**DOCUMENT TEXT**
□ □ □

#  >  > Computers Can Be Fun >  >  > Computer News >  >  DNS Servers

## alwarner

Chaps,

From time to time here my internet connection goes to pot, awful.  Whenever I look at it the problem is always DNS Server is not responding, or something of that ilk. 

I can manually change the DNS settings to use 208.67.220.220 or 208.67.200.200 or even the free google one at 8.8.8.8 or 4.4.4.4 but these are only temporary fixes and on a daily basis I'm messing about with them (maybe not quite daily, certainly several times a week).

Does anyone use a DNS Server based in Thailand / Asia that are stable? the ones above are in the States / Europe.

Failing that anyone got another work around they use or maybe know if it could be a hardware problem I have, router etc and a decent work around.

Cheers

P.S Running win 7.

----------


## Thetyim

I messed about changing DNS servers for a while last year
8.8.8.8 and 8.8.4.4 seemed to be the best option for me

----------


## harrybarracuda

Sounds like you need to learn about the IPCONFIG and NSLOOKUP commands.

----------


## alwarner

^^Yeah the google one is decent, it's just that they are all a bit intermittent for me.




> Sounds like you need to learn about the IPCONFIG and NSLOOKUP commands.


^maybe HB.  open to learning, I do do ipconfig/ flushdns which works  from time to time, and I remember doing something else along those  lines.  Is it easy enough to learn without running the risk of bolloxing my lapptop?

Can you give me a bit more info?  Or shall I google?
 :Smile:

----------


## alwarner

OK so the ipconfig commands all seem pretty straightforward and pertain to settings my end?

MS-DOS ipconfig help and information 

and the nslookup commands are about setting the location / identifying problems with what your computer is communicating with?

MS-DOS nslookup command help

Cool now I've just got to decipher whatthefuckitallmeans and I'm away.

----------


## harrybarracuda

nslookup allows you to manually run a DNS lookup.

Open a command prompt.

Type NSLOOKUP

Enter a domain like ibm.com

----------


## alwarner

oh - and then you can borrow theirs?

----------


## Bazzy

I would use the DNS servers provided by your ISP.

----------


## alwarner

^they keep going to pot.

I'm using the 208.67.222.222 one from my first post at the moment as my ISP ones are not even letting me browse t'internet comfortable let alone download a film.

----------


## harrybarracuda

Then ring your ISP and ask them if they have alternatives.

----------


## alwarner

TOT are a bit useless when you call them, but I'll give it a go.

----------


## harrybarracuda

> oh - and then you can borrow theirs?


No - you can tell if yours are working properly.

----------


## alwarner

> nslookup allows you to manually run a DNS lookup.
> 
> Open a command prompt.

□ □ □

**SOURCE MATERIAL**
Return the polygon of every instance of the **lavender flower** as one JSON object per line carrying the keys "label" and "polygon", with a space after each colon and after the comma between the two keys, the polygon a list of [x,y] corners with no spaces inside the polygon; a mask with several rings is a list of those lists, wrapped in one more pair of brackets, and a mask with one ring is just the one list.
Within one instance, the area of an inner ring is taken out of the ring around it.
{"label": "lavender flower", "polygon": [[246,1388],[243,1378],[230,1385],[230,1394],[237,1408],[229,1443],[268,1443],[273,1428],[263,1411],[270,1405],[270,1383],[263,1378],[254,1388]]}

□ □ □

**PROBLEM TO WORK ON**
In the forum thread about DNS servers, which two server addresses did Thetyim find to be the best option?

**SOLUTION BELOW**
8.8.8.8 and 8.8.4.4